**Goal:**
Convert the listing that follows into a numbered list, omitting any blank lines.

**Dataset:**

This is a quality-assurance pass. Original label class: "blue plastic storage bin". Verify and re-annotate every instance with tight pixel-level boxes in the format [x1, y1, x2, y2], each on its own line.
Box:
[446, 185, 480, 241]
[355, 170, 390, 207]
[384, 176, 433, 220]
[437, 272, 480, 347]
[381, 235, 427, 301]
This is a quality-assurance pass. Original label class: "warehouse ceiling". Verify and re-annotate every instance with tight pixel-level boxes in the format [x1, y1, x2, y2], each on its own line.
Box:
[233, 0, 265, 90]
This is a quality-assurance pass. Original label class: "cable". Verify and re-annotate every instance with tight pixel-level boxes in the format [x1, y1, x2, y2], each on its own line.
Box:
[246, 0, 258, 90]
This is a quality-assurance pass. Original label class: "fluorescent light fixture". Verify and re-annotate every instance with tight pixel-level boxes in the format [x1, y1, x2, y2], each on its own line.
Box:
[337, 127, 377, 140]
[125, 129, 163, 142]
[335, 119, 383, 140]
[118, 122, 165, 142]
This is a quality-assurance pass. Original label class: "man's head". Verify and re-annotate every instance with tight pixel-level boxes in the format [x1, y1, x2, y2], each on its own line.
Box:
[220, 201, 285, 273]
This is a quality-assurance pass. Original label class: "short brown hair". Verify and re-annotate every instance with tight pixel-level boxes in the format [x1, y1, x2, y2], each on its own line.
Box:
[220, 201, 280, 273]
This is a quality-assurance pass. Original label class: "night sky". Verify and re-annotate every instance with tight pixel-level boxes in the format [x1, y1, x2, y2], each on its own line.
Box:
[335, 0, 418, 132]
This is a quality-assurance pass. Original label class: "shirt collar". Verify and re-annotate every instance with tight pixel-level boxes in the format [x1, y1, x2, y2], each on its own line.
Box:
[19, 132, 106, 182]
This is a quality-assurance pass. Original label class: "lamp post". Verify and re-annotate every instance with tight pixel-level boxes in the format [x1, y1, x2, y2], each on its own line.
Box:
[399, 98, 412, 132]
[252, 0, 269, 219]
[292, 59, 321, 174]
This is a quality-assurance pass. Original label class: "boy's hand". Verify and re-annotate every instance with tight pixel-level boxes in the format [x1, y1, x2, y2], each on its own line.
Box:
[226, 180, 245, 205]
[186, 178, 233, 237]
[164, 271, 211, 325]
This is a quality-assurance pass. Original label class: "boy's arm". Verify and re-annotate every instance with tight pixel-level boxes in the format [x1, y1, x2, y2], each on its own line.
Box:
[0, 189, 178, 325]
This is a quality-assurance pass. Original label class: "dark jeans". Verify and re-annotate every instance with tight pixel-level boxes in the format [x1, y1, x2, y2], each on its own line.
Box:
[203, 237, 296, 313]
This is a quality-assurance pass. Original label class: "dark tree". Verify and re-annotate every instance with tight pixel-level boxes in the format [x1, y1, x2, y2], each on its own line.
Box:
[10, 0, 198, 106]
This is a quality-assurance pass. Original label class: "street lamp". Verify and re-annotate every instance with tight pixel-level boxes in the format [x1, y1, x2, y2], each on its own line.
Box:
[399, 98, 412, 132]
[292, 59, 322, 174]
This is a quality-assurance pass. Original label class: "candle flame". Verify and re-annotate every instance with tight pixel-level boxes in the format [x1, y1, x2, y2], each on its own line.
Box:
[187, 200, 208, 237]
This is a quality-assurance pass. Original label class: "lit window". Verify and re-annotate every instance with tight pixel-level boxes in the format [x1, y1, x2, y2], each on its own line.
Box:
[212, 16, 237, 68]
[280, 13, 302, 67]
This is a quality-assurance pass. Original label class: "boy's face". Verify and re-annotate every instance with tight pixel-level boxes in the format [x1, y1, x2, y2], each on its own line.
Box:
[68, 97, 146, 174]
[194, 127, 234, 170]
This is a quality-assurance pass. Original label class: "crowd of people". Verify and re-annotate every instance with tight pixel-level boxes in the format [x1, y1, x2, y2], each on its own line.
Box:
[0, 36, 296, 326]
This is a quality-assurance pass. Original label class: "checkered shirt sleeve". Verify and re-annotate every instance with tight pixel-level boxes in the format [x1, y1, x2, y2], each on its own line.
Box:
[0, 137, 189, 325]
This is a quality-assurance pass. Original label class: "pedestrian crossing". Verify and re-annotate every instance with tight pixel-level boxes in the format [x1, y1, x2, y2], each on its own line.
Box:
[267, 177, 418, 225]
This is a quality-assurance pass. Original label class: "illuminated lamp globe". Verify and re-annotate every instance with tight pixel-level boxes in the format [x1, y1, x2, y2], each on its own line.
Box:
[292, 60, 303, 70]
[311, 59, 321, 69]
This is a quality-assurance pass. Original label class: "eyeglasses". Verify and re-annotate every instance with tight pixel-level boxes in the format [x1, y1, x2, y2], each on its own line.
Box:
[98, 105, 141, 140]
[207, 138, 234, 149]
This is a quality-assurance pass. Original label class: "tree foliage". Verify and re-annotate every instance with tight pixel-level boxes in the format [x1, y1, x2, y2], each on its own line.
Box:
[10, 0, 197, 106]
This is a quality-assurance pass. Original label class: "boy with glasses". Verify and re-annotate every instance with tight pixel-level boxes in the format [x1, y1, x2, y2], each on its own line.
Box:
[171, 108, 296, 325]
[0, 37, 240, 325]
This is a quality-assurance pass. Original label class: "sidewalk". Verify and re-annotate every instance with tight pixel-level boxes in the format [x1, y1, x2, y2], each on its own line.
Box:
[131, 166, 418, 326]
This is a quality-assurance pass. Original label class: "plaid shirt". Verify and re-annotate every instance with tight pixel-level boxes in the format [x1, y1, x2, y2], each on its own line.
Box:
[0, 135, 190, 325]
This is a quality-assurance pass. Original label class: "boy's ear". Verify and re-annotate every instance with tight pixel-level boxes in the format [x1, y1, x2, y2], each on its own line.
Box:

**Problem solution:**
1. This is a quality-assurance pass. Original label class: "blue plastic storage bin". Verify and re-annotate every instance with tight pixel-level boxes in the format [x1, y1, x2, y2], each on its own line.
2. Box:
3. [446, 185, 480, 241]
4. [355, 170, 390, 207]
5. [384, 176, 433, 220]
6. [437, 272, 480, 347]
7. [381, 235, 427, 301]
8. This is a quality-assurance pass. Original label class: "warehouse ceiling". Verify and re-annotate every instance with tight pixel-level boxes in the format [x1, y1, x2, y2], each on its own line.
9. Box:
10. [233, 0, 265, 90]
11. This is a quality-assurance pass. Original label class: "cable". Verify and re-annotate every instance with tight pixel-level boxes in the format [x1, y1, x2, y2], each on its own line.
12. Box:
13. [246, 0, 258, 90]
14. This is a quality-assurance pass. Original label class: "fluorescent light fixture". Verify and re-annotate every instance with tight pixel-level boxes in the format [x1, y1, x2, y2], each on its own line.
15. Box:
16. [337, 127, 377, 140]
17. [125, 129, 163, 142]
18. [335, 119, 383, 140]
19. [118, 122, 165, 142]
20. This is a quality-assurance pass. Original label class: "man's head". Verify and re-annotate every instance with tight pixel-level boxes in the format [x1, y1, x2, y2], each on its own line.
21. Box:
22. [220, 201, 285, 273]
23. This is a quality-assurance pass. Original label class: "short brown hair". Verify and re-annotate every instance with tight pixel-level boxes in the format [x1, y1, x2, y2], each on its own line.
24. Box:
25. [220, 201, 280, 273]
26. This is a quality-assurance pass. Original label class: "night sky". Verify and re-annotate every instance with tight pixel-level boxes in the format [x1, y1, x2, y2], each on its own line.
27. Box:
28. [335, 0, 418, 132]
29. This is a quality-assurance pass. Original label class: "shirt collar". Verify and re-annotate every instance with tight pixel-level boxes in the format [x1, y1, x2, y2], each on its own line.
30. Box:
31. [19, 132, 106, 182]
32. This is a quality-assurance pass. Original label class: "lamp post". Verify and re-annotate every instance with tight pixel-level boxes in the format [x1, y1, x2, y2], each on its own line.
33. Box:
34. [399, 98, 412, 132]
35. [252, 0, 269, 219]
36. [292, 59, 321, 174]
37. This is a quality-assurance pass. Original label class: "boy's hand". Verify and re-annotate every instance with tight pixel-level boxes in the format [x1, y1, x2, y2], each on its own line.
38. Box:
39. [226, 180, 245, 205]
40. [186, 178, 233, 237]
41. [164, 271, 211, 325]
42. This is a quality-assurance pass. Original label class: "boy's arm". Verify and re-annotate every instance with tight pixel-level boxes in the format [x1, y1, x2, y2], each on its own line.
43. Box:
44. [0, 189, 178, 325]
45. This is a quality-assurance pass. Original label class: "dark jeans". Verify and re-annotate every instance with tight pixel-level boxes in the format [x1, y1, x2, y2], each on its own line.
46. Box:
47. [203, 237, 296, 313]
48. This is a quality-assurance pass. Original label class: "dark tree". Verify and re-annotate every instance with tight pixel-level boxes in the format [x1, y1, x2, y2], each on its own line.
49. Box:
50. [10, 0, 198, 106]
51. This is a quality-assurance pass. Original label class: "street lamp". Verify and re-annotate every instance with tight pixel-level boxes in the format [x1, y1, x2, y2], each on its own line.
52. Box:
53. [399, 98, 412, 132]
54. [292, 59, 322, 174]
55. This is a quality-assurance pass. Original label class: "candle flame". Verify and re-annotate every instance with tight pixel-level boxes in the format [x1, y1, x2, y2], each on its own line.
56. Box:
57. [187, 200, 208, 237]
58. This is a quality-assurance pass. Original label class: "lit window". Verify and re-annotate every instance with tight pixel-level boxes in the format [x1, y1, x2, y2], each on its own line.
59. Box:
60. [212, 16, 237, 68]
61. [280, 13, 302, 67]
62. This is a quality-assurance pass. Original label class: "boy's face". Verify and re-annotate every instance with tight pixel-level boxes in the format [x1, y1, x2, y2], each on its own line.
63. Box:
64. [68, 97, 146, 174]
65. [194, 127, 234, 170]
66. This is a quality-assurance pass. Original label class: "crowd of people". Verify and re-annotate every instance with tight pixel-level boxes in the format [x1, y1, x2, y2], each on its own line.
67. Box:
68. [0, 36, 296, 326]
69. This is a quality-assurance pass. Original label class: "checkered shirt sleeve". Verify and re-annotate every instance with tight pixel-level boxes in the format [x1, y1, x2, y2], each on its own line.
70. Box:
71. [0, 137, 189, 325]
72. This is a quality-assurance pass. Original label class: "pedestrian crossing". Verify and re-annotate every instance with tight pixel-level boxes in the format [x1, y1, x2, y2], each on its own line.
73. Box:
74. [267, 177, 418, 225]
75. This is a quality-assurance pass. Original label class: "illuminated lamp globe". Verify and re-annotate every instance with tight pixel-level boxes in the format [x1, y1, x2, y2], each on its own line.
76. Box:
77. [292, 60, 303, 70]
78. [311, 59, 321, 69]
79. This is a quality-assurance pass. Original label class: "eyeglasses". Verify and re-annotate every instance with tight pixel-level boxes in the format [x1, y1, x2, y2], each on its own line.
80. Box:
81. [98, 105, 141, 140]
82. [207, 138, 234, 149]
83. This is a quality-assurance pass. Original label class: "tree foliage". Verify and re-annotate every instance with tight pixel-level boxes in the format [x1, y1, x2, y2], each on its own line.
84. Box:
85. [10, 0, 197, 106]
86. This is a quality-assurance pass. Original label class: "boy with glasses". Verify and re-annotate every instance with tight pixel-level boxes in the format [x1, y1, x2, y2], each on its own line.
87. Box:
88. [171, 108, 296, 325]
89. [0, 37, 240, 325]
90. This is a quality-assurance pass. Original label class: "sidewalk". Verify and re-annotate every instance with tight pixel-level boxes in the format [x1, y1, x2, y2], each on its own line.
91. Box:
92. [131, 166, 418, 326]
93. This is a quality-assurance pass. Original label class: "plaid shirt". Verify and re-annotate every instance with tight pixel-level boxes in the format [x1, y1, x2, y2], each on its own line.
94. Box:
95. [0, 135, 190, 325]
96. This is a quality-assurance pass. Original label class: "boy's ear". Verify and re-annotate every instance with tight pixel-level boxes in the format [x1, y1, x2, y2], each on its own line.
97. Box:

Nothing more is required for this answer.